[Data extracted from a collection]

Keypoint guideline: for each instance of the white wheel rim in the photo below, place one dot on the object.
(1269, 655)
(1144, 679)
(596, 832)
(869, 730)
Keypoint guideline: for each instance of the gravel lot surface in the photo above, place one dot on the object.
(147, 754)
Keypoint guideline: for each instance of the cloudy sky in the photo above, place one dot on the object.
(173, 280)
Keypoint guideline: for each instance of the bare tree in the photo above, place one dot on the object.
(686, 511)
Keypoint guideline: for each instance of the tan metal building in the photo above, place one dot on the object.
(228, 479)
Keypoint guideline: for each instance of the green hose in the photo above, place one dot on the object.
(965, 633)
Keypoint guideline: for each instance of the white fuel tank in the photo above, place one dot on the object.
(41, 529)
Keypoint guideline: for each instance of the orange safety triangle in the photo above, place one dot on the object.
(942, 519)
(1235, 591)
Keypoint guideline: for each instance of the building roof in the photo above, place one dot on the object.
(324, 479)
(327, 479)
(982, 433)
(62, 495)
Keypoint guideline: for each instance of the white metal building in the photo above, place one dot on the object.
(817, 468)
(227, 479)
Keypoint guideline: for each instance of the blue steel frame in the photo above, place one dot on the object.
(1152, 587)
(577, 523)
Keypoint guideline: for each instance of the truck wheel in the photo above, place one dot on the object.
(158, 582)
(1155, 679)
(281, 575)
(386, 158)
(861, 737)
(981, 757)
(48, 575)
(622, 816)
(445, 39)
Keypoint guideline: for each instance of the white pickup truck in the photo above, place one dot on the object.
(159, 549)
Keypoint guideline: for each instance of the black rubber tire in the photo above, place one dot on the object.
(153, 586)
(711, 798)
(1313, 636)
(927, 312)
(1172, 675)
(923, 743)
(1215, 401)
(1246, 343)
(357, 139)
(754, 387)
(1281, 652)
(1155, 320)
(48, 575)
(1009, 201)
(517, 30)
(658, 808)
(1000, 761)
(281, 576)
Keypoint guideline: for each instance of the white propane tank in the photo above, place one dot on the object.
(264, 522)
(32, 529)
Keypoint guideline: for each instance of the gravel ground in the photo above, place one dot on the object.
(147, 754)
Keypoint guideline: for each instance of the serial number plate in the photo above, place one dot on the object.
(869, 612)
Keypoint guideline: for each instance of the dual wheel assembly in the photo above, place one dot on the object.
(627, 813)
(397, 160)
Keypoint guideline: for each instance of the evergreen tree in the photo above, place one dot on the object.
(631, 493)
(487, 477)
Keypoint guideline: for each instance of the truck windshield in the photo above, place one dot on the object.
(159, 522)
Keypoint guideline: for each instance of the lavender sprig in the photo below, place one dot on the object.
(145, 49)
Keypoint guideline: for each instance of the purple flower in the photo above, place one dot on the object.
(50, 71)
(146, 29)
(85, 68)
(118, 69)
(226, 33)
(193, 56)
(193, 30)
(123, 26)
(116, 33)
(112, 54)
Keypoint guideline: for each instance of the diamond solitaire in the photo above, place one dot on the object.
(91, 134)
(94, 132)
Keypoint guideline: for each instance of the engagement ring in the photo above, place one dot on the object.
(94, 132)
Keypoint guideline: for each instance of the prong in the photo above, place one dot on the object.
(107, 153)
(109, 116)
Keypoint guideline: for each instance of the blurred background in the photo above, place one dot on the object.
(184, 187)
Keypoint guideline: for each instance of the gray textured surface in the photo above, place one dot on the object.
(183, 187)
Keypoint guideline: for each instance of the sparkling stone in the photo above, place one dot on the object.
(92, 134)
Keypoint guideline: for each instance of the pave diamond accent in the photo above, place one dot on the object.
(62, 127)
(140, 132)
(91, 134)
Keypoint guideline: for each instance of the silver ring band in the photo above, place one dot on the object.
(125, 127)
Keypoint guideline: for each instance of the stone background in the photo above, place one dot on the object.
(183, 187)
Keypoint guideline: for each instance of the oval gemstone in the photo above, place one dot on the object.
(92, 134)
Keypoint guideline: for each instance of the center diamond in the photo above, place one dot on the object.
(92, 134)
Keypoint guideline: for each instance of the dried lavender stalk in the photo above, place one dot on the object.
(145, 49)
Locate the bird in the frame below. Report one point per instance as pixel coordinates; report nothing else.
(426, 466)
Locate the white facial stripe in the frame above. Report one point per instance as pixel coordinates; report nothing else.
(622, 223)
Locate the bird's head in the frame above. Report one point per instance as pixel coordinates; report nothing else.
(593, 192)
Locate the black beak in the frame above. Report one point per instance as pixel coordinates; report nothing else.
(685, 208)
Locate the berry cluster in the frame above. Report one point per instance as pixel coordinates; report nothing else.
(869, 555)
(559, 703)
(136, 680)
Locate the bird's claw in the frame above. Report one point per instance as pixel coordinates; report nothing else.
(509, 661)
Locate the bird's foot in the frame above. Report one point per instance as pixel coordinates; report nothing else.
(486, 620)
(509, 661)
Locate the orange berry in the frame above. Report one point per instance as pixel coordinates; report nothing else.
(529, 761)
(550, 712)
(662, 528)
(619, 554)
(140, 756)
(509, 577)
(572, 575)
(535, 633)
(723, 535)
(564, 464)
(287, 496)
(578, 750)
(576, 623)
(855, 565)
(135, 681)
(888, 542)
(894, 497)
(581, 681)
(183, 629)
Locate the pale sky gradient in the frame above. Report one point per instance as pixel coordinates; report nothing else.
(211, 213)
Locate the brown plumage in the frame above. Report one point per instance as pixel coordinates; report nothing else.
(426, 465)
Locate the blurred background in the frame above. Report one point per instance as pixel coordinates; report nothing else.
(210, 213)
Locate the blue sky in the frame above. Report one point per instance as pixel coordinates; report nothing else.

### EXERCISE DETAILS
Copy out the records in full, matching every line character for character.

### FINISHED TASK
Keypoint guideline: for each instance of the white wheel rim in the photo below, place one dot on the object.
(1269, 655)
(1144, 679)
(596, 832)
(869, 730)
Keypoint guideline: for each instance of the gravel lot surface in the photo above, place one dot on the object.
(147, 754)
Keypoint guideline: for each instance of the cloudy sky in the photo above, place one dot on the object.
(173, 280)
Keypoint guideline: for each instance of the bare tree in the photo above, place one dot on the object.
(686, 511)
Keypoint guideline: for each instance of the tan metal building in the photo above, place one dot on the object.
(228, 479)
Keypoint guideline: for each instance of the green hose in the photo above, place one dot on the object.
(965, 633)
Keypoint guideline: for each instance of the white fuel tank in the photo above, place one dot on the object.
(41, 529)
Keypoint guideline: for each instance of the orange safety triangle in the photo above, place one dot on the object.
(942, 519)
(1235, 591)
Keypoint guideline: for each instance of the building roof in the photo above, place one dot on the object.
(324, 479)
(327, 479)
(982, 433)
(62, 495)
Keypoint guideline: for each instance of the white metal building in the photo above, place one dot on the object.
(817, 468)
(227, 479)
Keypoint guideline: for each instance of the blue steel frame in the photo above, place one dot on the object.
(1152, 587)
(577, 523)
Keypoint guideline: for each instance of the truck wheel in the photo above, place one dot on the object.
(158, 582)
(1155, 679)
(281, 575)
(386, 158)
(861, 737)
(981, 757)
(48, 575)
(622, 816)
(445, 39)
Keypoint guideline: for each instance of the white pickup truck in the photo above, place one dot on the object.
(159, 549)
Keypoint guideline: for each instance of the black rubber tire in the photo above, place one dot on the object.
(153, 586)
(711, 798)
(1313, 636)
(927, 312)
(1172, 675)
(923, 743)
(1215, 401)
(1246, 343)
(357, 139)
(754, 387)
(1281, 652)
(1155, 320)
(48, 575)
(1009, 201)
(517, 30)
(658, 808)
(1000, 761)
(281, 576)
Keypoint guideline: for each instance of the white propane tank in the photo above, place one dot on the object.
(264, 522)
(32, 529)
Keypoint guideline: for each instance of the gravel ground in the photo above, place one dot on the object.
(147, 754)
Keypoint guideline: for each instance of the serial number plate in the photo above, place one dot on the object.
(869, 612)
Keypoint guideline: for each instance of the dual wheel assembly in the photo above, place one dot on the object.
(627, 813)
(397, 160)
Keypoint guideline: for each instance of the evergreen tree in the photo above, place one dot on the object.
(631, 493)
(487, 477)
Keypoint guideline: for each instance of the truck windshield in the photo above, place one dot on the object.
(159, 522)
Keypoint guideline: for each instance of the lavender sprig in the photo below, place one dot on the object.
(145, 49)
Keypoint guideline: for each instance of the purple flower in the photo above, place one dot on the object.
(50, 71)
(146, 29)
(85, 68)
(118, 69)
(226, 33)
(193, 56)
(193, 30)
(123, 26)
(116, 33)
(112, 54)
Keypoint guideline: for each instance of the diamond solitaire in the photo above, place one dot on the object.
(91, 134)
(94, 132)
Keypoint guideline: for each instance of the engagement ring in the photo above, place one dot on the object.
(94, 132)
Keypoint guideline: for each instance of the prong in the photo above, place one dot on the object.
(107, 153)
(109, 116)
Keypoint guideline: for each instance of the blurred background in the photo above, place one dot on the object.
(184, 187)
Keypoint guideline: for each instance of the gray textured surface in the photo above, place one dot on the object.
(183, 187)
Keypoint guideline: for each instance of the sparkling stone in the photo above, place one dot on the object.
(92, 134)
Keypoint guideline: for each instance of the pave diamond accent in the photo above, place one dot on the object.
(62, 127)
(140, 132)
(91, 134)
Keypoint guideline: for each instance of the silver ring band in the photo above, place one dot on the object.
(125, 127)
Keypoint guideline: for each instance of the stone background in the photo above, place one dot on the object.
(183, 187)
Keypoint guideline: for each instance of the oval gemstone in the photo above, place one dot on the object.
(92, 134)
Keypoint guideline: for each instance of the center diamond in the photo above, place one dot on the object.
(92, 134)
Keypoint guideline: for each instance of the dried lavender stalk in the photo above, place one dot on the object.
(145, 49)
Locate the bird in the frame below. Report one point per instance as pixel coordinates; report nothing else.
(426, 466)
Locate the white facial stripe in the frame above. Report one point per instance as pixel coordinates; report nothing else.
(622, 223)
Locate the bird's head in the frame above. Report one point per instance as pixel coordinates; report nothing else.
(593, 192)
Locate the black beak in the frame above. Report one point per instance as pixel coordinates; report nothing else.
(685, 208)
Locate the berry cluster in the frame above. Report one point per instance as pixel coordinates; report nothing else.
(869, 555)
(559, 703)
(136, 680)
Locate the bird's claw in the frame above. Report one point per instance as pixel coordinates; report nothing else.
(509, 661)
Locate the bird's foot in the frame above. Report one point per instance as pixel coordinates; report nothing else.
(486, 620)
(509, 661)
Locate the orange berry in the frame above. Report one point per instance as pixel coordinates; report nothing else.
(529, 761)
(550, 712)
(662, 528)
(619, 554)
(140, 756)
(509, 577)
(572, 575)
(535, 633)
(723, 535)
(564, 464)
(287, 496)
(578, 750)
(576, 623)
(855, 565)
(135, 681)
(888, 542)
(894, 497)
(581, 681)
(183, 629)
Locate the pale sky gradient in the frame above. Report one point per instance as pixel coordinates; report nothing else.
(211, 213)
Locate the brown plumage in the frame above. Report one point per instance as pixel coordinates; report nothing else.
(426, 465)
Locate the blurred background in the frame above. Report one point per instance as pixel coordinates; report nothing else.
(210, 213)
Locate the blue sky in the frame above. Report one point per instance as pixel coordinates; report nothing else.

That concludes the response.